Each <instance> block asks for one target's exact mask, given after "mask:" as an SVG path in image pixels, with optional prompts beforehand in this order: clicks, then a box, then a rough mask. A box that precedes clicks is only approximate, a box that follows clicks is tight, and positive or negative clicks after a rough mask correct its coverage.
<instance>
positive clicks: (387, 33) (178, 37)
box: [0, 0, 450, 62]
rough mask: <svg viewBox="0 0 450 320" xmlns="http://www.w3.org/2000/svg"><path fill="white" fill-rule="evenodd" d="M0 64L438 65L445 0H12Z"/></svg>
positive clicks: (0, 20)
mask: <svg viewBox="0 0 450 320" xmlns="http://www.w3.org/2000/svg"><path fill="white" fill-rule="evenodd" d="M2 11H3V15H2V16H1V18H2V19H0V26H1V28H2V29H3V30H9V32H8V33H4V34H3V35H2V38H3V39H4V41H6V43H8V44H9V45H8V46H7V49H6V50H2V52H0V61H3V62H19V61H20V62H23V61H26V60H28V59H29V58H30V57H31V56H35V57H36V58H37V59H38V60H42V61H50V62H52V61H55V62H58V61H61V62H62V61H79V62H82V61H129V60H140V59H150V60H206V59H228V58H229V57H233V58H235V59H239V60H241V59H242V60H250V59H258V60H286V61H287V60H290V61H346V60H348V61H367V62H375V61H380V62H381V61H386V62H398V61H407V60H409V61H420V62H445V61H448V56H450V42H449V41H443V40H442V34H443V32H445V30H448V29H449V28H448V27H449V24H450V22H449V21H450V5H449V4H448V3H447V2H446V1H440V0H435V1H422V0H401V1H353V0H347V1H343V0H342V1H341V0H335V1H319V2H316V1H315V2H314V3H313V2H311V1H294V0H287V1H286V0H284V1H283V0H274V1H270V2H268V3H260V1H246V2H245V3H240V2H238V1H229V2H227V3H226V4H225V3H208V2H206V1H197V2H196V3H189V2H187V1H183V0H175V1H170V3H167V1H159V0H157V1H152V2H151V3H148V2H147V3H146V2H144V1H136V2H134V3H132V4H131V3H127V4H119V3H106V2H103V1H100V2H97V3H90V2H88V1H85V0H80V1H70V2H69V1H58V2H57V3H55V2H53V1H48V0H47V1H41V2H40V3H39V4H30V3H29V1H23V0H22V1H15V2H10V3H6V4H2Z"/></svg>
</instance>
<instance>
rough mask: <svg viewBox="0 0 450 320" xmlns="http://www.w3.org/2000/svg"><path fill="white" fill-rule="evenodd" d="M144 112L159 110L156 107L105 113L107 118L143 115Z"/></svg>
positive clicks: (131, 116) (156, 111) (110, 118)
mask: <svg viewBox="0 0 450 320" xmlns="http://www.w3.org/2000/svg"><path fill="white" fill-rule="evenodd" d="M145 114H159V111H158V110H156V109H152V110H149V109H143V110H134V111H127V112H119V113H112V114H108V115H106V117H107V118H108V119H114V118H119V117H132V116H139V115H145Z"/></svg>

++++++++++

Write out the listing above, keeping every word exactly.

◆ Result of this task:
Each <instance> block asks for one target's exact mask, given after "mask:" as an SVG path in image pixels, with optional prompts beforehand in this order: clicks, then a box, then a rough mask. A box that precedes clicks is only approximate, a box that follows clicks is tight, and positive or negative clicks after a rough mask correct its coverage.
<instance>
positive clicks: (387, 33) (178, 37)
box: [0, 0, 450, 62]
rough mask: <svg viewBox="0 0 450 320" xmlns="http://www.w3.org/2000/svg"><path fill="white" fill-rule="evenodd" d="M0 64L438 65L445 0H12Z"/></svg>
positive clicks: (0, 20)
mask: <svg viewBox="0 0 450 320" xmlns="http://www.w3.org/2000/svg"><path fill="white" fill-rule="evenodd" d="M2 11H3V15H2V16H1V18H2V19H0V26H1V28H2V29H3V30H9V32H8V33H4V34H3V35H2V38H3V39H4V41H6V43H8V44H9V45H8V46H7V49H6V50H2V52H0V61H3V62H19V61H20V62H23V61H26V60H28V59H29V58H30V57H31V56H35V57H36V58H37V59H38V60H42V61H50V62H52V61H55V62H58V61H61V62H62V61H79V62H82V61H129V60H140V59H150V60H206V59H228V58H229V57H233V58H235V59H239V60H241V59H242V60H250V59H258V60H286V61H287V60H290V61H346V60H348V61H367V62H375V61H380V62H381V61H386V62H398V61H407V60H409V61H420V62H445V61H448V56H450V42H449V41H443V40H442V34H443V32H445V30H448V29H449V28H448V27H449V24H450V22H449V21H450V5H449V4H448V3H447V2H446V1H440V0H435V1H422V0H401V1H353V0H347V1H343V0H342V1H341V0H335V1H319V2H316V1H315V2H314V3H313V2H311V1H294V0H287V1H286V0H284V1H283V0H274V1H270V2H268V3H260V1H246V2H245V3H240V2H238V1H229V2H227V3H226V4H225V3H208V2H206V1H197V2H196V3H189V2H187V1H183V0H175V1H170V3H167V1H159V0H157V1H152V2H151V3H148V2H147V3H146V2H144V1H136V2H134V3H132V4H131V3H127V4H119V3H106V2H103V1H100V2H97V3H90V2H88V1H85V0H80V1H70V2H69V1H58V2H57V3H55V2H53V1H48V0H47V1H41V2H40V3H39V4H30V3H29V1H23V0H22V1H15V2H10V3H6V4H2Z"/></svg>
</instance>
<instance>
rough mask: <svg viewBox="0 0 450 320" xmlns="http://www.w3.org/2000/svg"><path fill="white" fill-rule="evenodd" d="M144 112L159 110L156 107L105 113L107 118L143 115Z"/></svg>
positive clicks: (131, 116) (156, 111) (110, 118)
mask: <svg viewBox="0 0 450 320" xmlns="http://www.w3.org/2000/svg"><path fill="white" fill-rule="evenodd" d="M145 114H159V111H158V110H156V109H152V110H149V109H143V110H134V111H127V112H119V113H112V114H108V115H106V117H107V118H108V119H114V118H119V117H132V116H139V115H145Z"/></svg>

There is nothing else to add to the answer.